## TASK OBJECTIVE
The records shown below are to be repeated exactly and completely.
_ _ _
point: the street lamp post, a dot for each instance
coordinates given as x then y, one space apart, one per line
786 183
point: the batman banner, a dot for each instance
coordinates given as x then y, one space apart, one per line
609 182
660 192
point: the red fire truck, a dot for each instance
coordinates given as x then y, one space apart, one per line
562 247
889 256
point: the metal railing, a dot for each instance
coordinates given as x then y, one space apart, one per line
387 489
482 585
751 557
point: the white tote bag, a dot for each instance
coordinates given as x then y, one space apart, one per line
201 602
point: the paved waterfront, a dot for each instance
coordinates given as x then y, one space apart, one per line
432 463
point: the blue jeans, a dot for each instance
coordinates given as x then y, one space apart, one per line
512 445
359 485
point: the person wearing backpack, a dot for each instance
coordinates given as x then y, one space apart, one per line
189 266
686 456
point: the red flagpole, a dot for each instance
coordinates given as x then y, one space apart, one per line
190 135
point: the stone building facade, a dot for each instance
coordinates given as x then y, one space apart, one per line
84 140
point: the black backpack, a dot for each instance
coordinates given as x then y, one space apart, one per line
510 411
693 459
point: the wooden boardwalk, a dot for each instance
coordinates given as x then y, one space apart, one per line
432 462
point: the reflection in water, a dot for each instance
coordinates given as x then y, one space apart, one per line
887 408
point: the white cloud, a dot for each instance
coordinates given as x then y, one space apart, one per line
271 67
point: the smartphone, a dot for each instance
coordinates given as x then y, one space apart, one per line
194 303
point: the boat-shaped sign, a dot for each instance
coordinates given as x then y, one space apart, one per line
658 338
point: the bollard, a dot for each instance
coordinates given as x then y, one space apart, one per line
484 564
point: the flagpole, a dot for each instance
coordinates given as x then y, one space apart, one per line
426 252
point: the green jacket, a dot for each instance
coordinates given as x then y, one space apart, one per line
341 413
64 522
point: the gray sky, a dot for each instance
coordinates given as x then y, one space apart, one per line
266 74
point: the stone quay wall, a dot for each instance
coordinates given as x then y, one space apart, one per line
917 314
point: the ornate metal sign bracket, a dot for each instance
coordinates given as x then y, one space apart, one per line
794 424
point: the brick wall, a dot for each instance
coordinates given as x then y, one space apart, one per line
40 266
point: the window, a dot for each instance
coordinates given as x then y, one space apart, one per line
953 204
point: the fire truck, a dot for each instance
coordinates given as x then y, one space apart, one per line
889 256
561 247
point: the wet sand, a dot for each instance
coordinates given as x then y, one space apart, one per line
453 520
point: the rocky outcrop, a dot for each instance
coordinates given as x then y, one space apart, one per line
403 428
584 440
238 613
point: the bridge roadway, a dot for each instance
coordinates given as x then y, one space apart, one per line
_ _ _
## EXPECTED ANSWER
point: the street lamp post, a dot for each instance
coordinates given as x then y, one space apart, one per line
786 183
point: the batman banner, a dot for each instance
coordinates given as x then y, one space apart, one per line
609 182
660 192
point: the red fire truck, a dot for each instance
coordinates given as x then y, one space apart, one per line
562 247
889 256
point: the metal railing, a dot for each instance
coordinates given as x then y, one space apart, one per line
387 489
482 585
751 557
point: the white tote bag, a dot for each instance
coordinates given as x then y, one space apart, one per line
201 602
point: the paved waterfront, a dot for each instance
coordinates given as x then y, one space apart, one per line
432 463
point: the blue jeans, a dot for each instance
coordinates given as x then y, one space apart, one per line
512 445
359 485
point: the person wearing backpack, a dot for each instance
coordinates given as x then y, one space apart, one per line
189 266
686 456
point: the red flagpole, a dot for each instance
coordinates given as x then y, one space apart, one per line
190 135
point: the stone building facade, a dot for each instance
coordinates given as x then y, one space apart, one per line
84 140
point: the black backpack, a dot for each instance
coordinates given as x then y, one space apart, one per line
510 411
693 459
point: the wooden boardwalk, a dot for each instance
coordinates given as x then y, one space apart, one per line
432 462
point: the reflection in water, a dot for each instance
coordinates given as x then y, one space apart, one per line
887 408
point: the white cloud, a dot for each instance
coordinates given as x then y, one space apart, one per line
271 67
point: the smartphone, a dot for each instance
coordinates given as x then y, one space apart, one per line
194 303
point: the boat-shaped sign, a dot for each instance
coordinates given as x then y, one space apart, one per line
658 338
point: the bollard, a dot for each instance
coordinates given as x then y, one space apart, one per line
484 564
point: the flagpole, a dot for each instance
coordinates given as x then y, one space apart, one per line
426 252
point: the green jacket, a dot for each instance
coordinates given as x then y, one space apart, one per line
341 413
64 522
point: the gray sky, a dot for each instance
coordinates given as x then y, one space apart, one per line
266 74
point: the stone quay wall, a dot for each instance
coordinates given as x then y, one space apart, one per line
917 314
point: the ornate metal sign bracket, a dot for each instance
coordinates given as x then y, one space apart, one per line
794 424
point: the brick wall, a dot for each instance
coordinates given as x then y, one space apart, one per line
40 266
point: the window, a dot for each instance
coordinates given as x then y, one space apart, one per line
953 204
point: the fire truck, a dot for each instance
coordinates given as x then y, one space apart, one per line
889 256
561 247
point: the wet sand, a dot for each instance
coordinates given as x then y, one space apart, one per line
453 520
point: the rocky outcrop, a dot for each instance
coordinates given as x then y, one space apart, one per line
403 428
584 440
238 613
point: the bridge roadway, a dot for each instance
coordinates given as x then y, one space apart, one per line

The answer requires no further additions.